■ ÉNONCÉ
Réécrivez sous forme de tableau Markdown les lignes des entrées ci-dessous comprises entre celle qui contient « Where can the bird » et celle qui contient « Query: bird perched on branch », toutes deux incluses. Intitulez les colonnes « Numéro », pour le rang de chaque ligne, et « Contenu », pour la ligne elle-même, en omettant les lignes vides.

■ DONNÉES FOURNIES
----
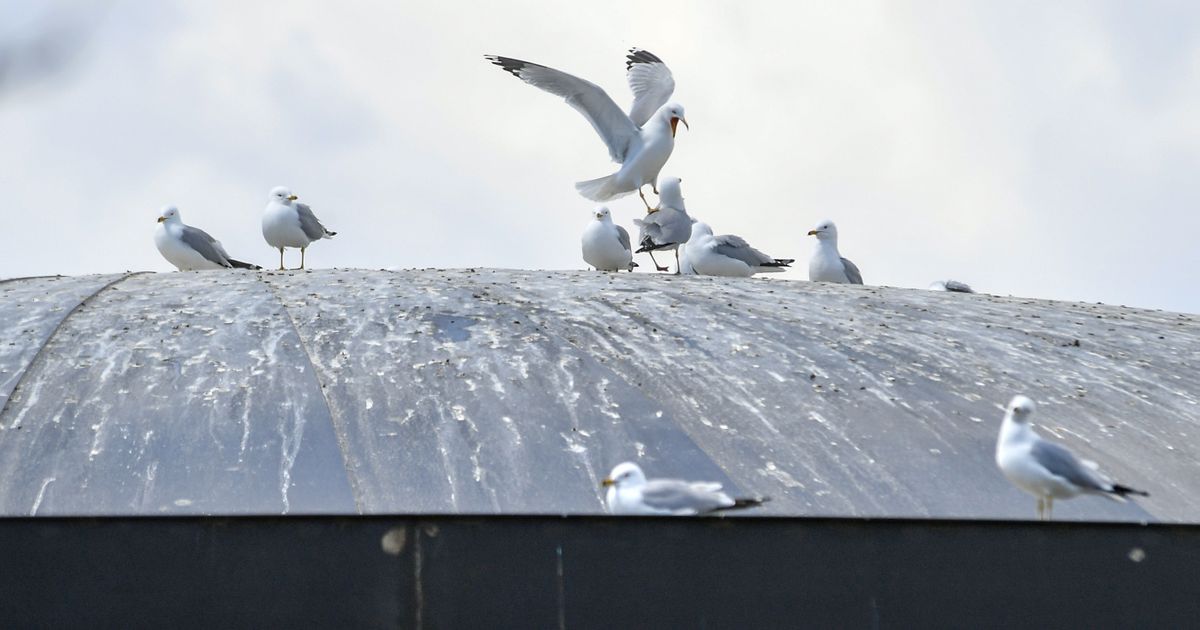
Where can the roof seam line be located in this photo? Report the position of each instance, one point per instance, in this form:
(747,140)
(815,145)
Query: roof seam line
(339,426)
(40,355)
----
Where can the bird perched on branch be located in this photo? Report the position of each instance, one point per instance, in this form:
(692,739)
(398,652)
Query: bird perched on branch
----
■ RÉPONSE PROPOSÉE
| Numéro | Contenu |
|---|---|
| 1 | Where can the bird perched on branch be located in this photo? Report the position of each instance, one point per instance, in this form: |
| 2 | (692,739) |
| 3 | (398,652) |
| 4 | Query: bird perched on branch |